▶ **Records for this exercise**:
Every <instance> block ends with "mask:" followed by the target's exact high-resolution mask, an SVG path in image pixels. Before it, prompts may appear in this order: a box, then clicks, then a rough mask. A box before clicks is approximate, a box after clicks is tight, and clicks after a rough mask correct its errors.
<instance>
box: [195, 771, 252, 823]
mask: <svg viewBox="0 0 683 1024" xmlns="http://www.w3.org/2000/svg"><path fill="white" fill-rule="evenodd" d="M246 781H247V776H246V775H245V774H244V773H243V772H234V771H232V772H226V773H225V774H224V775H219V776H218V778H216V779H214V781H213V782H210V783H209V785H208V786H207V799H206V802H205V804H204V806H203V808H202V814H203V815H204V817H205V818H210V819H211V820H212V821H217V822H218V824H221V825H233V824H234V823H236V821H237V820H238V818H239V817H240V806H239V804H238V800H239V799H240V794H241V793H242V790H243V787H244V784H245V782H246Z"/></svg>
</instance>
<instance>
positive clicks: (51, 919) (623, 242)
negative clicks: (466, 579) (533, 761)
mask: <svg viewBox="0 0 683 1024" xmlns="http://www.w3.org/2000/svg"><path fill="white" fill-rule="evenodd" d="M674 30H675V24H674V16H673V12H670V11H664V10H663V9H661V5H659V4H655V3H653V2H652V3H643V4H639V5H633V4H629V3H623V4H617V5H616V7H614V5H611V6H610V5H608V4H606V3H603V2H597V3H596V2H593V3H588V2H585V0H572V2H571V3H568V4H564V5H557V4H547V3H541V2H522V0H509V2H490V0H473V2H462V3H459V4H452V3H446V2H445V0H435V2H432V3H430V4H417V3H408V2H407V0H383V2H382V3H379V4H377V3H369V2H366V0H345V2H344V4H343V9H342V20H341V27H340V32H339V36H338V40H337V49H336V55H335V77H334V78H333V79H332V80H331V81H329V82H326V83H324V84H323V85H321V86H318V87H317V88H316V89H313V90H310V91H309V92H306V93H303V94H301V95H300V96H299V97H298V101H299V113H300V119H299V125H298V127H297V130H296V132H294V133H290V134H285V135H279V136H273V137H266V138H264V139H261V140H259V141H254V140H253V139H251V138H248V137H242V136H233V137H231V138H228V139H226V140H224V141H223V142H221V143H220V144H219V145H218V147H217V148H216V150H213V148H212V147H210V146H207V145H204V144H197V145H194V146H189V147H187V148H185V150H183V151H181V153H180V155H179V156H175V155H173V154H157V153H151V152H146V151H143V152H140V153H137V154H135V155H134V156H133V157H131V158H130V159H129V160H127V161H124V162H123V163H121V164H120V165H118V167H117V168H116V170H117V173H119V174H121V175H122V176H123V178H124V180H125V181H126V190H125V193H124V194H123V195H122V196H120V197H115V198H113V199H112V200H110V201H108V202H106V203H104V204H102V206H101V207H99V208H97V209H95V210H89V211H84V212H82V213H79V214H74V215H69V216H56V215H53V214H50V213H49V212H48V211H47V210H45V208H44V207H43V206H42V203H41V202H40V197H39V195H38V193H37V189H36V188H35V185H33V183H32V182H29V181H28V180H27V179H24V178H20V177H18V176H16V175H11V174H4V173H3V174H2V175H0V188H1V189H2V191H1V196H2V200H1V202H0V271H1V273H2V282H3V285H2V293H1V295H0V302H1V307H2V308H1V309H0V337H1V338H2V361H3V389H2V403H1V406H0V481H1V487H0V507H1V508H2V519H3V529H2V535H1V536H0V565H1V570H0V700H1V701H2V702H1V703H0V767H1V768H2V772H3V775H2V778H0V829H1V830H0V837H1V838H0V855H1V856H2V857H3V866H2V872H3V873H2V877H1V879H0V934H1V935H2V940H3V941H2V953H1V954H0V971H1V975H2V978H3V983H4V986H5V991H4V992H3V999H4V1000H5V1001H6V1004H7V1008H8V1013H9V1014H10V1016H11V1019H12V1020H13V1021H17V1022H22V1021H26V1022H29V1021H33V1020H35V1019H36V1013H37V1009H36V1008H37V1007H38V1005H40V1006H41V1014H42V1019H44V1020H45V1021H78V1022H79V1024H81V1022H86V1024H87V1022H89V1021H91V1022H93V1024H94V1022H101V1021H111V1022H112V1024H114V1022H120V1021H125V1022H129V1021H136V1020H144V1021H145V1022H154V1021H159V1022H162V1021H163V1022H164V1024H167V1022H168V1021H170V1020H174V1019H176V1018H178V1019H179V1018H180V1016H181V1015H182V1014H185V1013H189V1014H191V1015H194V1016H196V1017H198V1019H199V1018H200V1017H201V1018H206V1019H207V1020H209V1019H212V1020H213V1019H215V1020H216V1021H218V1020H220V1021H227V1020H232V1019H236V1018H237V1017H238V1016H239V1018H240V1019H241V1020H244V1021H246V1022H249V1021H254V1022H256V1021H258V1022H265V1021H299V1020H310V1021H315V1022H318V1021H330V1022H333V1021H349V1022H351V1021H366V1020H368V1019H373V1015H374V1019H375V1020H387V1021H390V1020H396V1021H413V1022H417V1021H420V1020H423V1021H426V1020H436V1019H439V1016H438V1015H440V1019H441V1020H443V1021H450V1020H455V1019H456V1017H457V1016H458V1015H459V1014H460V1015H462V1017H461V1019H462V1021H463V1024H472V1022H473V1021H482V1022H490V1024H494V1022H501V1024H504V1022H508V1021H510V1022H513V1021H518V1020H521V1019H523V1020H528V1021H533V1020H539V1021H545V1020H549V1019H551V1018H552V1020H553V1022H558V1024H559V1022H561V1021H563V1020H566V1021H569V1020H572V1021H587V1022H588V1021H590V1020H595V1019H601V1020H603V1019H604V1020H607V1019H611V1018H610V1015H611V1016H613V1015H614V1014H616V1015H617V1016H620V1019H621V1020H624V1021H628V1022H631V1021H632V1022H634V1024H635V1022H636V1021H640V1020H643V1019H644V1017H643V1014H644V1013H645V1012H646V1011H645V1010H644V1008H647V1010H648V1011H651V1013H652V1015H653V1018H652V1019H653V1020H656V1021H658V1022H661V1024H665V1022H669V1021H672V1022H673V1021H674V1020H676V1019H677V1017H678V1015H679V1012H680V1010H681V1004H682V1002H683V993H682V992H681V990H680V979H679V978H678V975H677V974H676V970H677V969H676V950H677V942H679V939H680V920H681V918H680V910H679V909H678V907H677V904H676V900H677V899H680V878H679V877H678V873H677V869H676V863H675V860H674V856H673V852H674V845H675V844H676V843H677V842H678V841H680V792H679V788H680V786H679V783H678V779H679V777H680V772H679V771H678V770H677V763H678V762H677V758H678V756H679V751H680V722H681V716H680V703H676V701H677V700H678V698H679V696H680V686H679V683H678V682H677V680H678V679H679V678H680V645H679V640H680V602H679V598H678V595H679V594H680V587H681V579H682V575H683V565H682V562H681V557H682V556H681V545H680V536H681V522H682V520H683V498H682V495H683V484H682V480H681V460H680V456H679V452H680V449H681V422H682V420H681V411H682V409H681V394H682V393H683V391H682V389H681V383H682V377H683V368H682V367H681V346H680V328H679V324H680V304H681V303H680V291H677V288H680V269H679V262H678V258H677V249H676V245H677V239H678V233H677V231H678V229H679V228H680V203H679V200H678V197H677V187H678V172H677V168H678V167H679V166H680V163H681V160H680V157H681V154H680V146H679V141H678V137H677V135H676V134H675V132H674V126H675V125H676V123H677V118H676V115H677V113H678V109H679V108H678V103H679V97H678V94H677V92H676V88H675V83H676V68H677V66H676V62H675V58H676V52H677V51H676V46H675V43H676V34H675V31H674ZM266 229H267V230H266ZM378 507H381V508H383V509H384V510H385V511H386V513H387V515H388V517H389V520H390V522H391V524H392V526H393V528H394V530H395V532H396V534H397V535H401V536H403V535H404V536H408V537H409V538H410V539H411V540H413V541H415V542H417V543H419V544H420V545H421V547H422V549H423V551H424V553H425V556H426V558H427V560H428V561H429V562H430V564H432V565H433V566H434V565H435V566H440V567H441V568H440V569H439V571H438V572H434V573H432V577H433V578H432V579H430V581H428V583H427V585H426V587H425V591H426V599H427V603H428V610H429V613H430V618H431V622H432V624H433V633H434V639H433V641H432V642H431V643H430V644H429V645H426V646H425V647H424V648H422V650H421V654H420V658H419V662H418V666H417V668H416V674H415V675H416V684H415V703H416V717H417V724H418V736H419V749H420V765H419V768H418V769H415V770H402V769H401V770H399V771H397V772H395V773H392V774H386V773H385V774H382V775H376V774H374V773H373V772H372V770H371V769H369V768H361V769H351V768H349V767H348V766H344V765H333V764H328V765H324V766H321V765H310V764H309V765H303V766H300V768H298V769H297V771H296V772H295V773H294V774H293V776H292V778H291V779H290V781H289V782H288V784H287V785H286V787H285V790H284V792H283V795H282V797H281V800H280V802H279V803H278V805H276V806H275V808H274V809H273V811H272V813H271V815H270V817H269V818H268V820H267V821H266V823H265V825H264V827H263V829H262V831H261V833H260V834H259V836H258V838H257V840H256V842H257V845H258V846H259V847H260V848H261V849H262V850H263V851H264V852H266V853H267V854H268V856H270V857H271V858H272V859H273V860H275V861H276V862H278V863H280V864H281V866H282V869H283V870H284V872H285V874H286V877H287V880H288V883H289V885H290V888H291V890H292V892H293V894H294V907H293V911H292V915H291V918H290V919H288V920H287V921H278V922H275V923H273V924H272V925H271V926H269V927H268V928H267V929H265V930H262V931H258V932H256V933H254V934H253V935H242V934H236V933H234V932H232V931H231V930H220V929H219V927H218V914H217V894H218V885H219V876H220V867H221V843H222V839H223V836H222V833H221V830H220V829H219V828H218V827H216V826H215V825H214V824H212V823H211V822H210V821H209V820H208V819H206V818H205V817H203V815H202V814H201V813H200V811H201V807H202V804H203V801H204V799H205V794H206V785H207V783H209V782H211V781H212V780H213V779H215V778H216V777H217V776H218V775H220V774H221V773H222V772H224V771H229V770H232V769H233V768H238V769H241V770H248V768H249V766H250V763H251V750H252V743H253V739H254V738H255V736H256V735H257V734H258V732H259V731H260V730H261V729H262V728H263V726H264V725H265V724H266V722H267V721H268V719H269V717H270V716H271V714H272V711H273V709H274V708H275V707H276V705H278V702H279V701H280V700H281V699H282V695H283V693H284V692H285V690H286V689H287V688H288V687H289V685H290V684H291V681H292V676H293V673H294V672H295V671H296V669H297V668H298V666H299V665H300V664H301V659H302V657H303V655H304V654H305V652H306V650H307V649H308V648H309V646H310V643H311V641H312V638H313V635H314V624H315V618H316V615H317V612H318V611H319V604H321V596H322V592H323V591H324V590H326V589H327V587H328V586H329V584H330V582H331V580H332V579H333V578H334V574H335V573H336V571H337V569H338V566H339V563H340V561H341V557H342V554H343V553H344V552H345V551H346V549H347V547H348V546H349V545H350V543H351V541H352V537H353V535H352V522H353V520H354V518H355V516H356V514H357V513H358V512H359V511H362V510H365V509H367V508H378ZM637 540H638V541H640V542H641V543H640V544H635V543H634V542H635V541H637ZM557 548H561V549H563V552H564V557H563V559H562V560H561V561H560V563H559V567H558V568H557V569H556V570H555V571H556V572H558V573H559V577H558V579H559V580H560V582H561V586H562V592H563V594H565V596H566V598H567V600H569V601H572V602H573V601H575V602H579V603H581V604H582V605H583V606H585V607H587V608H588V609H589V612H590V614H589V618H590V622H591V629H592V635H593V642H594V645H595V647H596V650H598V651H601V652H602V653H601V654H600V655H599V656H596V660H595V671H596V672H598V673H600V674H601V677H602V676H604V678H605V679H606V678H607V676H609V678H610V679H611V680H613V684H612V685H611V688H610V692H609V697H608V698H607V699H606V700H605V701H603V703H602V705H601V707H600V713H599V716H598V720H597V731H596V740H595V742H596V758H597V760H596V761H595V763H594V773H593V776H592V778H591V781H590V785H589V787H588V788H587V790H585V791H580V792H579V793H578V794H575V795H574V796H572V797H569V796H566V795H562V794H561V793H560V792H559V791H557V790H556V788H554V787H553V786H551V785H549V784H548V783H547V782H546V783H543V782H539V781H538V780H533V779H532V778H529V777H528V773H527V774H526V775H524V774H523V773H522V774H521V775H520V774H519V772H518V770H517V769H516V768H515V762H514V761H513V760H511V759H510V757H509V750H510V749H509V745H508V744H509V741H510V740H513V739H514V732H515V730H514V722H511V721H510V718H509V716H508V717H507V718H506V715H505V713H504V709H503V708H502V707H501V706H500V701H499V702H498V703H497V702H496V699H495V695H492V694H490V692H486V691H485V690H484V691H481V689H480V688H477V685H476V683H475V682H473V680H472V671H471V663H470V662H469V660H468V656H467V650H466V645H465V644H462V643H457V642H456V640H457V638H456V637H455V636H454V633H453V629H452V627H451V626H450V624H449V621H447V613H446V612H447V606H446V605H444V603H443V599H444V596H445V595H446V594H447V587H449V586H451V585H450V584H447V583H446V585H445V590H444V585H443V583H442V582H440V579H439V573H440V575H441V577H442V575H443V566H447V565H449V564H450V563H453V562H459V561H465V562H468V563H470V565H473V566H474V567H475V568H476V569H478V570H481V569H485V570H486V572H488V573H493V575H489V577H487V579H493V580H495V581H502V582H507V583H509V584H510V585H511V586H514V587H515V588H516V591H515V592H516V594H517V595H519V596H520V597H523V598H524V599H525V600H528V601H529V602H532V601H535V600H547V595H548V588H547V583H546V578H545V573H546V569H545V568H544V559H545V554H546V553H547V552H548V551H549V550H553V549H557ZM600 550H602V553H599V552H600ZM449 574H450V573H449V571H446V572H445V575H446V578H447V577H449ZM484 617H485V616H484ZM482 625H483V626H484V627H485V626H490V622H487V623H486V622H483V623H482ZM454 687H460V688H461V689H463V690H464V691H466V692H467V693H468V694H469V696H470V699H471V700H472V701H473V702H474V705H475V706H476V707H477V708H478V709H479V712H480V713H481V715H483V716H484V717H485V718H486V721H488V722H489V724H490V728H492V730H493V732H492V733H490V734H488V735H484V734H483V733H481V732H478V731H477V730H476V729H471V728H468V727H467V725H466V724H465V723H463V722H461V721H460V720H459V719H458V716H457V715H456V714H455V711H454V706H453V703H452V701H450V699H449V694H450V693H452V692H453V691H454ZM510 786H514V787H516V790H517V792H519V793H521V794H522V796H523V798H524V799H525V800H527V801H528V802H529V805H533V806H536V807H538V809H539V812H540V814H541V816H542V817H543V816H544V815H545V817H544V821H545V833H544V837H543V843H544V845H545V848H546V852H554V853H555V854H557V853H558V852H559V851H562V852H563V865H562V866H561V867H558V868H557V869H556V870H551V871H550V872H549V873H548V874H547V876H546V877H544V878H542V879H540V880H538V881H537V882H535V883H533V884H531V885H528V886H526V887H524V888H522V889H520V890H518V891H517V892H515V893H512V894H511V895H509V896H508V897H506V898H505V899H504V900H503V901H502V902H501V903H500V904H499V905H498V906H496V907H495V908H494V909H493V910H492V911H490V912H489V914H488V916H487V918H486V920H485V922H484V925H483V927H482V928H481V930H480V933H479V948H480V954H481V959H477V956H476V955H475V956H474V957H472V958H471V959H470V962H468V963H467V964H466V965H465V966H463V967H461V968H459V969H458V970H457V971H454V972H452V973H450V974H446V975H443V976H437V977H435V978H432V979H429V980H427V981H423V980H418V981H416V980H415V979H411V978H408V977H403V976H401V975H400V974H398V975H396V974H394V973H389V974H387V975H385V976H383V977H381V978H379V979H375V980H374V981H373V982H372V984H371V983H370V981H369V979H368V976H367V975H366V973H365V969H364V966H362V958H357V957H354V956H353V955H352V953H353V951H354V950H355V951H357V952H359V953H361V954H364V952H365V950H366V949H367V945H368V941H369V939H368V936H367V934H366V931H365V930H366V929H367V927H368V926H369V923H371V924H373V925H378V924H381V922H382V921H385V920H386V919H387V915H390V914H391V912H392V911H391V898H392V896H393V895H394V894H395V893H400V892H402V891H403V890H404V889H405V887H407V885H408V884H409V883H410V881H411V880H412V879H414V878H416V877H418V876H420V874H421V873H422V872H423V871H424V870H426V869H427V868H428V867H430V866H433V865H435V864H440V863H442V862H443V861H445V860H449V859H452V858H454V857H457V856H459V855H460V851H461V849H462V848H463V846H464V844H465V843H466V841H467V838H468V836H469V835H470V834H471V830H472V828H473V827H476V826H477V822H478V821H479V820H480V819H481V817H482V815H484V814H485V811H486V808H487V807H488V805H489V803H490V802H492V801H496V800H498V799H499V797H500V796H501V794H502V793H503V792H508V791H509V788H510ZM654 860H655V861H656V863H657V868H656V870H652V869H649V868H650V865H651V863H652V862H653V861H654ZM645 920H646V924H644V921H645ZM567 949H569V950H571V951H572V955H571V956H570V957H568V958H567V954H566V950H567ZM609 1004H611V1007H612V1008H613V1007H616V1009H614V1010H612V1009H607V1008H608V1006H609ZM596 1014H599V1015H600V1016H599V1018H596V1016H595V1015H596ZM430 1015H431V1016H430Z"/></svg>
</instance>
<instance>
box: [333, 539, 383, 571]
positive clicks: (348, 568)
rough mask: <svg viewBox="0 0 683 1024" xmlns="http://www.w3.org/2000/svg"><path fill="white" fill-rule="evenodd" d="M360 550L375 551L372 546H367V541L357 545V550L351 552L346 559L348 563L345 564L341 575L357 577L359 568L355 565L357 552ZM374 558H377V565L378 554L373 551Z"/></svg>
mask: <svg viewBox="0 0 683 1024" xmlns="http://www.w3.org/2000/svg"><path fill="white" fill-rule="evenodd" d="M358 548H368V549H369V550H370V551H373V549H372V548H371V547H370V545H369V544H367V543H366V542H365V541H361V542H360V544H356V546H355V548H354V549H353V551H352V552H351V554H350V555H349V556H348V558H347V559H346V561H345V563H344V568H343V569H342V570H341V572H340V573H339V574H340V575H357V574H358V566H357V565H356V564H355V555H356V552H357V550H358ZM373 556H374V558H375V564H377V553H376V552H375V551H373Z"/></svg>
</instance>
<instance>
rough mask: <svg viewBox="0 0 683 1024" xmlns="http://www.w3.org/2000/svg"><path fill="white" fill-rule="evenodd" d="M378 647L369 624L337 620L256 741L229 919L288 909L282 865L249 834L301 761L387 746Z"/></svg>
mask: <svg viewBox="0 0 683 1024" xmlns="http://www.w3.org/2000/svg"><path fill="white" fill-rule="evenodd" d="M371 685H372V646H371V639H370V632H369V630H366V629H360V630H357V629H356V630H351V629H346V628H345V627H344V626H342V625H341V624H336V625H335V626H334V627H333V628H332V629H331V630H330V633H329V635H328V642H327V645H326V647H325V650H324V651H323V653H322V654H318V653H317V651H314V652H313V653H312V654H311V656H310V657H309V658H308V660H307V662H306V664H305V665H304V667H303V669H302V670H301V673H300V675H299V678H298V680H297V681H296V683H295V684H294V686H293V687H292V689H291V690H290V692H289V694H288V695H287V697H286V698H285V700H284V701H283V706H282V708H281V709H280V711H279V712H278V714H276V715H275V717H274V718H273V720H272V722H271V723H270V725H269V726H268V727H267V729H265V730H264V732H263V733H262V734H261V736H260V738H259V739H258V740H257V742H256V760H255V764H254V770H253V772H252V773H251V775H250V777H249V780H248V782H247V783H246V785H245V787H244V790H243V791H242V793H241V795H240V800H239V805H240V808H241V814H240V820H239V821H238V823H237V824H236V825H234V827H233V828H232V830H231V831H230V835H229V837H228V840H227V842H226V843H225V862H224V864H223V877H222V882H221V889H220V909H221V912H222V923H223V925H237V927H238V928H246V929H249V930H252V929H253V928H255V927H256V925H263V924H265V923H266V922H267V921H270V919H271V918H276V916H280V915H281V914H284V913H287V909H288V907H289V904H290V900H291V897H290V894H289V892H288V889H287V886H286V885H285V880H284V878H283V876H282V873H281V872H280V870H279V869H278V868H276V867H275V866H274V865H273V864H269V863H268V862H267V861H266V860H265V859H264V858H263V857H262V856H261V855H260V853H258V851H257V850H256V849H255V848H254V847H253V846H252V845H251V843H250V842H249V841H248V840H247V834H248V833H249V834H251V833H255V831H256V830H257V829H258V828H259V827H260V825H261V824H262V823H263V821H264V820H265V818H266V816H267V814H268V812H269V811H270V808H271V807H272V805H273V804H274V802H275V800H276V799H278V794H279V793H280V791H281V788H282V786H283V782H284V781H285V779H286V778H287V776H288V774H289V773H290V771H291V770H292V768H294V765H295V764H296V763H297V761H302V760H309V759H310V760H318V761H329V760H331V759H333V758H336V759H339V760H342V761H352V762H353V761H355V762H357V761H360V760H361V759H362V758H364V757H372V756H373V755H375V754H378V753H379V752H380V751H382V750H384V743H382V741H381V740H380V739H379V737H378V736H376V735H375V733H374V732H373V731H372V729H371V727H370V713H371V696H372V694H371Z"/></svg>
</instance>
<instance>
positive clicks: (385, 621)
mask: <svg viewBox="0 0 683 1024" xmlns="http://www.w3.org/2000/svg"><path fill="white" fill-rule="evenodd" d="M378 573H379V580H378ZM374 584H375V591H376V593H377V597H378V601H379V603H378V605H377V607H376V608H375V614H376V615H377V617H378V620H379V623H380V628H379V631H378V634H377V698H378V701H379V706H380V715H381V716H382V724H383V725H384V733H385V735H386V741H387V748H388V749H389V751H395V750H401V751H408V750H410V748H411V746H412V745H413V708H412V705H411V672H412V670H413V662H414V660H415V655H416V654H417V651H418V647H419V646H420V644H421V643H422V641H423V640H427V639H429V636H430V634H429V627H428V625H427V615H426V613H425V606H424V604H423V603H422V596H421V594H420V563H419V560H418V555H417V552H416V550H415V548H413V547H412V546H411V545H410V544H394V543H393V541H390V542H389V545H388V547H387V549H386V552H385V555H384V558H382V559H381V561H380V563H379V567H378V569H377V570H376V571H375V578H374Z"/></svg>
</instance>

▶ **Activity**:
Where a line of the data holds "positive", show that line.

▶ **Reply to the task**:
positive clicks: (51, 919) (623, 242)
positive clicks: (348, 568)
positive clicks: (385, 621)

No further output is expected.